09 November 2007

MENIMBANG MAKNA JIHAD[1]

MENIMBANG MAKNA JIHAD[1]
Telaah Kritis Atas Ayat-ayat Perang
H.Moch Moealliem[2]

BismilLah!

Al-Qur’an diturunkan sebagai petunjuk bagi ummat Manusia. Allah berfirman: “Ini adalah sebuah Kitab yang diturunkan kepadamu, maka janganlah ada kesempitan di dalam dadamu karenanya, supaya kamu memberi peringatan dengan kitab itu dan menjadi pelajaran bagi orang-orang yang beriman. (QS. Al-A‘râf: [7]: 2)


....وقاتلواالمشركين كافة كمايقاتلوكم كافة واعلموا ان الله مع المتقين.


…dan perangilah kaum musyrikin itu semuanya sebagaimana merekapun memerangi kamu semuanya, dan ketahuilah bahwasanya Allah beserta orang-orang yang bertakwa. ( QS: At Taubah [9]: 36 )

كتب عليكم القتال وهو كره لكم وعسى ان تكرهوا شيأ وهو خير لكم وعسى ان تحبوا شيأ وهو شر لكم والله يعلم وانتم لا تعلمون.

Diwajibkan atas kamu berperang, padahal berperang itu adalah sesuatu yang kamu benci. Boleh jadi kamu membenci sesuatu, padahal ia amat baik bagimu, dan boleh jadi kamu menyukai sesuatu, padahal ia amat buruk bagimu; Allah mengetahui, sedang kamu tidak mengetahui. ( QS: Al Baqarah [2] : 216 )

فاذالقيتم الذين كفروا فضرب الرقاب حتى اذا أثخنتموهم فشدوا الوثاق...

Apabila kamu bertemu dengan orang-orang kafir maka pancunglah batang leher mereka. Sehingga apabila kamu telah mengalahkan mereka maka tawanlah mereka…..( QS : Muhammad [47]: 4 )

I. SEJARAH PERANG DALAM ISLAM

Pada sekitar tahun 610 M. Nabi Muhammad resmi menjadi rosul dengan ditandai turunnya wahyu yang menjadikan dirinya ketakutan begitu dasyat[3], dimana Dia tak pernah membayangkan bahwa dirinyalah yang akan menjadi nabi, sebab keadaannya yang tak bisa membaca dan menulis, maka ketika jibril menemuinya di gua hira untuk menyampaikan wahyu yang pertama, nabi Muhammad sempat menolak dua kali untuk membacakan wahyu-wahyu ilahi yang begitu dasyat, wahyu ilahi yang tak berbahasa itu akhirnya terbahasakan dengan bahasa arab, agar mampu dicerna kaum-kaum yang sudah sangat membutuhkan pemulihan moral yang sangat memprihatinkan.

_DATA YANG DITAMPILKAN_.
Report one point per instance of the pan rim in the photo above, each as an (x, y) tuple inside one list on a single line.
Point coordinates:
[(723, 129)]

_TUGAS ANDA_.
Tolong sebutkan, menurut tulisan tentang makna jihad, sekitar tahun berapa Nabi Muhammad resmi menjadi rosul?

_JAWABAN_.
Sekitar tahun 610 M.